EXERCISE DESCRIPTION » Format every line of the rows below as a Markdown table with two columns, "Line No." and "Text". Number the lines in order, place each line beside its number, and omit any blank lines.

=-=-=-=-=

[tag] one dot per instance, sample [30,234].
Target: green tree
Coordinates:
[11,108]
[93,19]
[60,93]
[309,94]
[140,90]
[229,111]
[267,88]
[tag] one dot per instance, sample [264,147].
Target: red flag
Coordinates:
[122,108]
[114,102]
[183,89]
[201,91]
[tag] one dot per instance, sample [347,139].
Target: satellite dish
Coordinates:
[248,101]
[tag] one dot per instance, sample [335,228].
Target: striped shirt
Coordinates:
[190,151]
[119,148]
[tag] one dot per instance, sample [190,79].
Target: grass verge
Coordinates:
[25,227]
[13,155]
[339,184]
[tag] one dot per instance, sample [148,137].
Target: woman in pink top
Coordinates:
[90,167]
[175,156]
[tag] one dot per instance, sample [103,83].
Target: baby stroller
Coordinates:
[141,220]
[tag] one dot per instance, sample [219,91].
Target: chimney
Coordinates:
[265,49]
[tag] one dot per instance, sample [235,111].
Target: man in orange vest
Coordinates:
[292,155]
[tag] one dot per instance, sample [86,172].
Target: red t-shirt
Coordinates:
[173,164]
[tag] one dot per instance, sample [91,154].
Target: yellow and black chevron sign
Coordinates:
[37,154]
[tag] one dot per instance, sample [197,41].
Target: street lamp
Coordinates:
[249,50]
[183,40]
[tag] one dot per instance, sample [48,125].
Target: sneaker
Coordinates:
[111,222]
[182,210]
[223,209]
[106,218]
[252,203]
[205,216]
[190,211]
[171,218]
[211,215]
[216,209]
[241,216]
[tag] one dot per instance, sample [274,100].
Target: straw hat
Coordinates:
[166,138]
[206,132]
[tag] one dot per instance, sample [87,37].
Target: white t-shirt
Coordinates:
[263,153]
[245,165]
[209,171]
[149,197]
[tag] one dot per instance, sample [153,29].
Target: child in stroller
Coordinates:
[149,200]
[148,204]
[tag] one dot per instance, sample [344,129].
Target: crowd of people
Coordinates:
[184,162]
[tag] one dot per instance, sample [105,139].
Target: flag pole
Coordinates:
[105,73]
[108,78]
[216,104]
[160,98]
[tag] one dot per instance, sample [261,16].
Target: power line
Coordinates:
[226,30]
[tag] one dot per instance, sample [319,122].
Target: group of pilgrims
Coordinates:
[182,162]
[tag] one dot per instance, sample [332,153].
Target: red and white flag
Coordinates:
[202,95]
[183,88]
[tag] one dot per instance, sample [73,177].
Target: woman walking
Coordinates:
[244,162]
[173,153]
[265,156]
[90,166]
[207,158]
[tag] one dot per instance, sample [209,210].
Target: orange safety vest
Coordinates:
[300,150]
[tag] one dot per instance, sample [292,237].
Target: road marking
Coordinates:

=-=-=-=-=

WORKED SOLUTION »
| Line No. | Text |
|---|---|
| 1 | [tag] one dot per instance, sample [30,234]. |
| 2 | Target: green tree |
| 3 | Coordinates: |
| 4 | [11,108] |
| 5 | [93,19] |
| 6 | [60,93] |
| 7 | [309,94] |
| 8 | [140,90] |
| 9 | [229,111] |
| 10 | [267,88] |
| 11 | [tag] one dot per instance, sample [264,147]. |
| 12 | Target: red flag |
| 13 | Coordinates: |
| 14 | [122,108] |
| 15 | [114,102] |
| 16 | [183,89] |
| 17 | [201,91] |
| 18 | [tag] one dot per instance, sample [347,139]. |
| 19 | Target: satellite dish |
| 20 | Coordinates: |
| 21 | [248,101] |
| 22 | [tag] one dot per instance, sample [335,228]. |
| 23 | Target: striped shirt |
| 24 | Coordinates: |
| 25 | [190,151] |
| 26 | [119,148] |
| 27 | [tag] one dot per instance, sample [190,79]. |
| 28 | Target: grass verge |
| 29 | Coordinates: |
| 30 | [25,227] |
| 31 | [13,155] |
| 32 | [339,184] |
| 33 | [tag] one dot per instance, sample [148,137]. |
| 34 | Target: woman in pink top |
| 35 | Coordinates: |
| 36 | [90,167] |
| 37 | [175,156] |
| 38 | [tag] one dot per instance, sample [103,83]. |
| 39 | Target: baby stroller |
| 40 | Coordinates: |
| 41 | [141,220] |
| 42 | [tag] one dot per instance, sample [219,91]. |
| 43 | Target: chimney |
| 44 | Coordinates: |
| 45 | [265,49] |
| 46 | [tag] one dot per instance, sample [235,111]. |
| 47 | Target: man in orange vest |
| 48 | Coordinates: |
| 49 | [292,155] |
| 50 | [tag] one dot per instance, sample [86,172]. |
| 51 | Target: red t-shirt |
| 52 | Coordinates: |
| 53 | [173,164] |
| 54 | [tag] one dot per instance, sample [91,154]. |
| 55 | Target: yellow and black chevron sign |
| 56 | Coordinates: |
| 57 | [37,154] |
| 58 | [tag] one dot per instance, sample [197,41]. |
| 59 | Target: street lamp |
| 60 | Coordinates: |
| 61 | [249,50] |
| 62 | [183,40] |
| 63 | [tag] one dot per instance, sample [48,125]. |
| 64 | Target: sneaker |
| 65 | Coordinates: |
| 66 | [111,222] |
| 67 | [182,210] |
| 68 | [223,209] |
| 69 | [106,218] |
| 70 | [252,203] |
| 71 | [205,216] |
| 72 | [190,211] |
| 73 | [171,218] |
| 74 | [211,215] |
| 75 | [216,209] |
| 76 | [241,216] |
| 77 | [tag] one dot per instance, sample [274,100]. |
| 78 | Target: straw hat |
| 79 | Coordinates: |
| 80 | [166,138] |
| 81 | [206,132] |
| 82 | [tag] one dot per instance, sample [87,37]. |
| 83 | Target: white t-shirt |
| 84 | Coordinates: |
| 85 | [263,153] |
| 86 | [245,165] |
| 87 | [209,171] |
| 88 | [149,197] |
| 89 | [tag] one dot per instance, sample [153,29]. |
| 90 | Target: child in stroller |
| 91 | Coordinates: |
| 92 | [149,200] |
| 93 | [148,204] |
| 94 | [tag] one dot per instance, sample [344,129]. |
| 95 | Target: crowd of people |
| 96 | Coordinates: |
| 97 | [184,162] |
| 98 | [tag] one dot per instance, sample [105,139]. |
| 99 | Target: flag pole |
| 100 | Coordinates: |
| 101 | [105,73] |
| 102 | [108,78] |
| 103 | [216,104] |
| 104 | [160,98] |
| 105 | [tag] one dot per instance, sample [261,16]. |
| 106 | Target: power line |
| 107 | Coordinates: |
| 108 | [226,30] |
| 109 | [tag] one dot per instance, sample [319,122]. |
| 110 | Target: group of pilgrims |
| 111 | Coordinates: |
| 112 | [182,162] |
| 113 | [tag] one dot per instance, sample [332,153]. |
| 114 | Target: red and white flag |
| 115 | Coordinates: |
| 116 | [202,95] |
| 117 | [183,88] |
| 118 | [tag] one dot per instance, sample [73,177]. |
| 119 | Target: woman walking |
| 120 | Coordinates: |
| 121 | [244,162] |
| 122 | [173,153] |
| 123 | [265,156] |
| 124 | [90,166] |
| 125 | [207,158] |
| 126 | [tag] one dot per instance, sample [209,210]. |
| 127 | Target: orange safety vest |
| 128 | Coordinates: |
| 129 | [300,150] |
| 130 | [tag] one dot per instance, sample [292,237]. |
| 131 | Target: road marking |
| 132 | Coordinates: |